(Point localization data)

____

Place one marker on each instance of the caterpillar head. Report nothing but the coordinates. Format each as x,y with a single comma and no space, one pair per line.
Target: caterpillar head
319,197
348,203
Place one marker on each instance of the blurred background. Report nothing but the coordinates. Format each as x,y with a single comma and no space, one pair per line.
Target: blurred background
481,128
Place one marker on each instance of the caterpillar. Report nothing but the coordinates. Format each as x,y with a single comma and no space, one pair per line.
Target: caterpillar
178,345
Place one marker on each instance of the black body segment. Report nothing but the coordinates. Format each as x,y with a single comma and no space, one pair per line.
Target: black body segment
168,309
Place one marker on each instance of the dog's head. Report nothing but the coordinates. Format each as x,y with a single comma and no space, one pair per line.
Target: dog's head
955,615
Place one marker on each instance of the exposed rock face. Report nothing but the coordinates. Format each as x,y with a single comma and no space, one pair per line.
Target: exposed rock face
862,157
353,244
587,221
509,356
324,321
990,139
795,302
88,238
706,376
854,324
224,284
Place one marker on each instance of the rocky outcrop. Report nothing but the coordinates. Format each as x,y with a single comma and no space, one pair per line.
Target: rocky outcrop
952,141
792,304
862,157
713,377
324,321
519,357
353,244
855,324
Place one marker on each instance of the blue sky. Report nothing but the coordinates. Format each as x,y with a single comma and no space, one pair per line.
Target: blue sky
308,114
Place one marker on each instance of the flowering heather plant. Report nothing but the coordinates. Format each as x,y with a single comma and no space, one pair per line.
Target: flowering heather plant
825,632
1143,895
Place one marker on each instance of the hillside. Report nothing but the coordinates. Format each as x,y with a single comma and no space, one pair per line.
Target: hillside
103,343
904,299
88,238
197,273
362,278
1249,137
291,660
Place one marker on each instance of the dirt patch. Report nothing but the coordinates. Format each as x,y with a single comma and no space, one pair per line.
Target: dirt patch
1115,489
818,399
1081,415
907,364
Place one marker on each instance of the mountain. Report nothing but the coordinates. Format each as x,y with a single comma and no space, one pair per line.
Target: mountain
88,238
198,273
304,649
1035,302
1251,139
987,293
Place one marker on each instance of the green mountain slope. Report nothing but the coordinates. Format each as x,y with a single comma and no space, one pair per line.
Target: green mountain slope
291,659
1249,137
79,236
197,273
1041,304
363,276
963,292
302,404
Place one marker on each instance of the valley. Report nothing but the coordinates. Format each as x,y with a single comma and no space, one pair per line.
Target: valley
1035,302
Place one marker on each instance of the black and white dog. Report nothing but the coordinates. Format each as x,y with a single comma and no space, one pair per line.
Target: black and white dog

____

What is required: Each line, beginning at the one that contains "Place one marker on each instance of the blue" and continuing through the end of the records, must be written out exactly, first and last included.

Response to this task:
Place one marker on each instance of the blue sky. Report nothing but the coordinates. Format each as x,y with a single comma and no space, one pair per line.
Target: blue sky
308,114
Place one marker on each instance of the flowering heather plant. Report nothing but the coordinates. Format each as x,y with a single comma and no space, one pair per line.
Target: flowering heather plant
825,632
1143,895
Place one marker on each instance of the hillside. Report nothing but the coordinates. Format each as x,y with a single comma and no space, one pair per line.
Target: hillside
103,343
904,299
88,238
197,273
362,278
1249,137
291,660
Place one marker on each instance of the dirt patch. Report nothing but the coordinates. Format each as x,y with a single comma and no space, one pair per line.
Target: dirt patch
1115,489
818,399
1081,415
907,364
Place one marker on each instance of the mountain. Report nothing but the coordinates. Format each as x,y with a single comma and no space, one pair per line.
Target: mountain
88,238
198,273
304,649
1035,302
1251,139
987,293
Place one marker on each instance of the green mountain slope. Report nothing but the coordinates. Format each as x,y with a single comma and no space, one pair per line.
Target: green mountain slope
291,659
1249,137
79,236
197,273
1041,304
363,276
963,292
302,404
Place one marker on each instance of the valley. Report nothing but the coordinates. Format each as x,y with a single comma and no space, one pair per line.
Target: valley
1035,302
Place one marker on each instance of the black and white dog. Report nothing but the coordinates. Format each as x,y with a single comma and no space, one pair per line.
Target: black and white dog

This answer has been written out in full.